Aim of the task → In the items below, format every line from the one containing "Annotate the microphone" through the last line, inclusive, as a numbered list, leaving out blank lines.

Entries →
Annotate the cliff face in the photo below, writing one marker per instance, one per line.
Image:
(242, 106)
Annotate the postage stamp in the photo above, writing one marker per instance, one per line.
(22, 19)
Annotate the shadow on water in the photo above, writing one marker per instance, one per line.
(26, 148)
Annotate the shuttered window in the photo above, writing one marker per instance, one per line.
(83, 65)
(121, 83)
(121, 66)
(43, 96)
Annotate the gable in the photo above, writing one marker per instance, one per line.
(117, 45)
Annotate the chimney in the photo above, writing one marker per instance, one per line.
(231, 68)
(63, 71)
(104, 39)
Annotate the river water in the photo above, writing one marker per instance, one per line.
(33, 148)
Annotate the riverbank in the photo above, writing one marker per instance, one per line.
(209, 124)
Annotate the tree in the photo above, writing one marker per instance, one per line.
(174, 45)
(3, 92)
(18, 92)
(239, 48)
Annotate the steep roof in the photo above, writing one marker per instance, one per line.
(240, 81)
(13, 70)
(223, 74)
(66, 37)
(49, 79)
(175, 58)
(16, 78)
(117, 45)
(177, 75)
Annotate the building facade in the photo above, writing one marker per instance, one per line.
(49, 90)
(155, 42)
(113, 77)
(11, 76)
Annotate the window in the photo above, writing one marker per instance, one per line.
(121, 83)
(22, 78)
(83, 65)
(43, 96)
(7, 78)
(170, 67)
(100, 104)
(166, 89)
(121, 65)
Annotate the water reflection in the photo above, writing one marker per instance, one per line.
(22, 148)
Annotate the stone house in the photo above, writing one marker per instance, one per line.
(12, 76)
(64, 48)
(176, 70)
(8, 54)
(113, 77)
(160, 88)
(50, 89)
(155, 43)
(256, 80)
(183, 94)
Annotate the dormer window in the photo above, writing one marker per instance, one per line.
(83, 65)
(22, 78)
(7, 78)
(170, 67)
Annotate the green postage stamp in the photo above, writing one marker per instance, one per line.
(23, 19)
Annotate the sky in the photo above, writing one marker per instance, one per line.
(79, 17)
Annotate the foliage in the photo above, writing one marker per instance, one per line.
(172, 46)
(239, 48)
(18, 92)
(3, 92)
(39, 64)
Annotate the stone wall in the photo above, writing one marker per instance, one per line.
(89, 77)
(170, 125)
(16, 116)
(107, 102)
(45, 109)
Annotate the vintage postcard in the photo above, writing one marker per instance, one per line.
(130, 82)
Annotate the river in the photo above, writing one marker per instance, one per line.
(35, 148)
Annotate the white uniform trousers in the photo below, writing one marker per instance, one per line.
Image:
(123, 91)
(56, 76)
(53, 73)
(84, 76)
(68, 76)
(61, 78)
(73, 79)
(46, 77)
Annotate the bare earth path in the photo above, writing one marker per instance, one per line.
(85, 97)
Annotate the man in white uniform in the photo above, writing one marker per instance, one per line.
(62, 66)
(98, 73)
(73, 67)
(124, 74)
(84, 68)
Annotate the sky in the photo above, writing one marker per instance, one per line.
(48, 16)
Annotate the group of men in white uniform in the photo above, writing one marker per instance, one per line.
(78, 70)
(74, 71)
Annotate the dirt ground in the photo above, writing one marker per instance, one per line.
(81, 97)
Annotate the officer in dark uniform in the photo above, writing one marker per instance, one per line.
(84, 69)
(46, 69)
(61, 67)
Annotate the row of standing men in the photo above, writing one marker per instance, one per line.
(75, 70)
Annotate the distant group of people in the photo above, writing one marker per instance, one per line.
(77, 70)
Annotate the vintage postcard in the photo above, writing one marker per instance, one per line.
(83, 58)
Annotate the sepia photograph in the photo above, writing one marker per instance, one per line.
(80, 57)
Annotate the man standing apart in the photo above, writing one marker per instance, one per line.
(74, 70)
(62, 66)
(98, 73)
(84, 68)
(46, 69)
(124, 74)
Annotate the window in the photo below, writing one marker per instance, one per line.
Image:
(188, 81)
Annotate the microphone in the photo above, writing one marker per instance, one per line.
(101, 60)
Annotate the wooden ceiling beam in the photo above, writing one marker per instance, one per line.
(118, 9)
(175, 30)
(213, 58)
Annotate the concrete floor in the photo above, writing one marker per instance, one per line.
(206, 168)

Exercise result →
1. Annotate the microphone in the photo above, writing one marker per instance, one per line.
2. (101, 60)
3. Annotate the wooden ceiling beam in the photo above, writing one marker per instance, one per line.
4. (118, 9)
5. (175, 30)
6. (213, 58)
7. Annotate the concrete floor in the photo above, writing one marker per instance, one per line.
8. (206, 168)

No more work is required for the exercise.